**** DATA SUPPLIED ****

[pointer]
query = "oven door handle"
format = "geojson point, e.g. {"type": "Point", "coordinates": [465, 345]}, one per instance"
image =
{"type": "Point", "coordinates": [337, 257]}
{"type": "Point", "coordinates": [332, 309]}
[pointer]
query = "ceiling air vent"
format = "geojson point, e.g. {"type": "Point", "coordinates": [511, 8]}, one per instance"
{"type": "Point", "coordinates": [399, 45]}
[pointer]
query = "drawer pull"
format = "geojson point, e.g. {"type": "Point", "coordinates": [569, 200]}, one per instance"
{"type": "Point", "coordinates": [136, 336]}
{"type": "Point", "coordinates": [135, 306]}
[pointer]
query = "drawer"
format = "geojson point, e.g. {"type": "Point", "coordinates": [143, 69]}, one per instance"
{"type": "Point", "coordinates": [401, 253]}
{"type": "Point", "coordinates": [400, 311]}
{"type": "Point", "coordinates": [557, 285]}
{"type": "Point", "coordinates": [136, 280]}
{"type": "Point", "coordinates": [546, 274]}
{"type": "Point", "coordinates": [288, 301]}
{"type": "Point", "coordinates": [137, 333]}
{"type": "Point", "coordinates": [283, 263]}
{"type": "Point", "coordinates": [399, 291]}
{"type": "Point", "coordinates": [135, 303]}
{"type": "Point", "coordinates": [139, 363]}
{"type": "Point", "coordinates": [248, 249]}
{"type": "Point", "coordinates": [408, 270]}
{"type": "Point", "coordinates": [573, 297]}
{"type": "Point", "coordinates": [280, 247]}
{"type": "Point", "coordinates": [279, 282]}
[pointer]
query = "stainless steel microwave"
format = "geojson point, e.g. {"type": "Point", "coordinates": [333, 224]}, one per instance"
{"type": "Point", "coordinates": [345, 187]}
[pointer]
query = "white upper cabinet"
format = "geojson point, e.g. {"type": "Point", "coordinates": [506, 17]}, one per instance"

****

### REQUIREMENTS
Select every line of the listing that contains the string "geojson", matching case exactly, and copy each one.

### TASK ANSWER
format = "geojson point, e.g. {"type": "Point", "coordinates": [465, 345]}, one per instance"
format = "geojson point, e.g. {"type": "Point", "coordinates": [511, 8]}, one per instance"
format = "geojson point, e.g. {"type": "Point", "coordinates": [569, 200]}, one per instance"
format = "geojson point, e.g. {"type": "Point", "coordinates": [143, 69]}, one per instance"
format = "geojson point, e.g. {"type": "Point", "coordinates": [333, 224]}, one per instance"
format = "geojson point, e.g. {"type": "Point", "coordinates": [506, 17]}, one per instance"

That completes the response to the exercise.